#### Provided material
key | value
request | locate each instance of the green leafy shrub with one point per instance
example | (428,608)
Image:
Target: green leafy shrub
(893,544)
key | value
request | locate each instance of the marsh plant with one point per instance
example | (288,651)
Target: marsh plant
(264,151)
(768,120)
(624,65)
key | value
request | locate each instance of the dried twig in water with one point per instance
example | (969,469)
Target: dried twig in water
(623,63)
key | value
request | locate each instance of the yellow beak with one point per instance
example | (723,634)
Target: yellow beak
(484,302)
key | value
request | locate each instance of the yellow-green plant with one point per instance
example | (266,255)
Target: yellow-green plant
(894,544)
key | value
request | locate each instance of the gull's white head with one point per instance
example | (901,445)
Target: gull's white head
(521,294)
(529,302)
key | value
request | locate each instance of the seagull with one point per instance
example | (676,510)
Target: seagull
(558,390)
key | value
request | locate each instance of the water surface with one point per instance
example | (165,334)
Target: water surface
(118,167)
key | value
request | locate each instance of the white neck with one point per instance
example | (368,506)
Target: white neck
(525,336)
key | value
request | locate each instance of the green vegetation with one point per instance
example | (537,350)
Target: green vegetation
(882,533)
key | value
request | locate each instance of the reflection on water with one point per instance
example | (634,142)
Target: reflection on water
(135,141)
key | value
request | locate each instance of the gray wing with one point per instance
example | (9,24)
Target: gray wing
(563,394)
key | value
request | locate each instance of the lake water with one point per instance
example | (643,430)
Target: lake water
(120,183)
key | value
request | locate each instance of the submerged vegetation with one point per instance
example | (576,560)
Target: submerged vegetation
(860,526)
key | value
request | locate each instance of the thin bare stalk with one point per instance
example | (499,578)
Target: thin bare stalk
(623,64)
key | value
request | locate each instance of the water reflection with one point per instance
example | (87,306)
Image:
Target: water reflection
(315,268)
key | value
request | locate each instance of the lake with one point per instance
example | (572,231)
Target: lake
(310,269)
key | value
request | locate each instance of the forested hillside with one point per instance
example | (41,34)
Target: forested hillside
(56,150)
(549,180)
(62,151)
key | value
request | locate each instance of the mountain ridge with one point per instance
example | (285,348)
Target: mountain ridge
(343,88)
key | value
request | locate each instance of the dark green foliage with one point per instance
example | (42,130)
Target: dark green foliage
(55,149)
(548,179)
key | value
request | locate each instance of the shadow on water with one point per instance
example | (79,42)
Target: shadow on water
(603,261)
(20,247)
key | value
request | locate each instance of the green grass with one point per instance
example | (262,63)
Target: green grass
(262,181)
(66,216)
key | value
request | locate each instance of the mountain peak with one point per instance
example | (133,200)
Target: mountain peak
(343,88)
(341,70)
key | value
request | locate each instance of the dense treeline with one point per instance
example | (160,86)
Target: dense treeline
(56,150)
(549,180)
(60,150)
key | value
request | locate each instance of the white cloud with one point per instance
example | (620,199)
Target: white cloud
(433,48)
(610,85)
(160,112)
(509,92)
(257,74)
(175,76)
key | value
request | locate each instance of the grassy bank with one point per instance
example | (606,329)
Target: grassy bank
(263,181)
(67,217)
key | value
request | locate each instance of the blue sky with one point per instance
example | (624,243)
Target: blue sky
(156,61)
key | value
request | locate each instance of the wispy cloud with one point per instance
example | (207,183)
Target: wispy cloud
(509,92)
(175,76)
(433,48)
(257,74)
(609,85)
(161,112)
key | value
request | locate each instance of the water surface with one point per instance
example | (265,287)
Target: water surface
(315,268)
########
**What is needed**
Each record is to be retyped exactly as written.

**Response below**
key | value
request | locate each instance of the green leafy shrub with one point per instance
example | (428,608)
Image:
Target: green leafy shrub
(893,544)
key | value
request | locate each instance of the marsh plant with one point per instance
example | (288,651)
Target: marsh plant
(264,151)
(768,120)
(624,65)
key | value
request | locate each instance of the dried twig in water with one point per instance
example | (969,469)
Target: dried twig in water
(623,63)
key | value
request | locate each instance of the yellow beak with one point per instance
example | (723,634)
Target: yellow beak
(484,302)
key | value
request | locate each instance of the yellow-green plant with one point per instance
example | (266,255)
Target: yellow-green plant
(894,544)
key | value
request | locate each instance of the gull's white head with one point per instance
example | (901,445)
Target: gull's white head
(521,294)
(529,302)
key | value
request | locate each instance of the seagull with one point per instance
example | (676,510)
Target: seagull
(558,390)
key | value
request | locate each instance of the water surface with one point per instance
example | (165,334)
Target: water surface
(118,167)
key | value
request | locate each instance of the white neck with one point per instance
example | (368,506)
Target: white neck
(525,336)
key | value
request | locate each instance of the green vegetation with one point per instance
example | (537,350)
Target: green vegetation
(882,533)
key | value
request | locate each instance of the reflection on water with one point per instance
example | (634,142)
Target: reflection on water
(135,141)
key | value
request | locate each instance of the gray wing with one point per instance
example | (9,24)
Target: gray wing
(563,394)
key | value
request | locate each instance of the lake water with one point per instance
example | (643,430)
Target: lake water
(120,183)
key | value
request | locate each instance of the submerged vegetation with one point per instance
example | (576,560)
Target: submerged vegetation
(860,526)
key | value
request | locate each instance of the thin bare stalk with one point per instance
example | (499,578)
Target: thin bare stalk
(623,64)
key | value
request | locate each instance of the water reflection with one point per instance
example | (87,306)
Image:
Target: water reflection
(315,268)
key | value
request | locate each instance of the lake with one point per instance
example | (572,231)
Target: lake
(310,269)
key | value
request | locate each instance of the forested hillside with one point per instance
example | (41,34)
Target: forested hillside
(56,150)
(549,180)
(62,151)
key | value
request | locate each instance of the mountain ridge with one point per instance
example | (285,348)
Target: mountain ridge
(343,88)
key | value
request | locate each instance of the dark green foliage with one point per instance
example | (42,130)
Target: dark green foliage
(55,149)
(548,179)
key | value
request | locate each instance of the shadow on water with one point per instance
example | (79,42)
Target: shadow on water
(603,261)
(20,247)
key | value
request | locate each instance of the green grass with one point per instance
example | (262,63)
Target: green grass
(262,181)
(66,216)
key | value
request | locate each instance of the mountain peak with one point per instance
example | (133,200)
Target: mountain peak
(343,88)
(341,70)
key | value
request | locate each instance of the dense treeline with one point per instance
example | (160,86)
Target: dense treeline
(56,150)
(549,180)
(60,150)
key | value
request | locate each instance of the white cloud with one point per instance
example | (620,199)
Target: white cloud
(433,48)
(610,85)
(160,112)
(509,92)
(257,74)
(175,76)
key | value
request | locate each instance of the grassy bank with one point per instance
example | (606,329)
Target: grassy bank
(263,181)
(67,217)
key | value
request | locate each instance of the blue sky with one point per instance
example | (624,243)
Target: blue sky
(156,61)
key | value
request | locate each instance of the wispy cloud with one point per instance
example | (207,183)
Target: wispy cloud
(509,92)
(175,76)
(433,48)
(257,74)
(609,85)
(161,112)
key | value
request | locate each instance of the water surface with one point per instance
example | (265,287)
Target: water surface
(315,268)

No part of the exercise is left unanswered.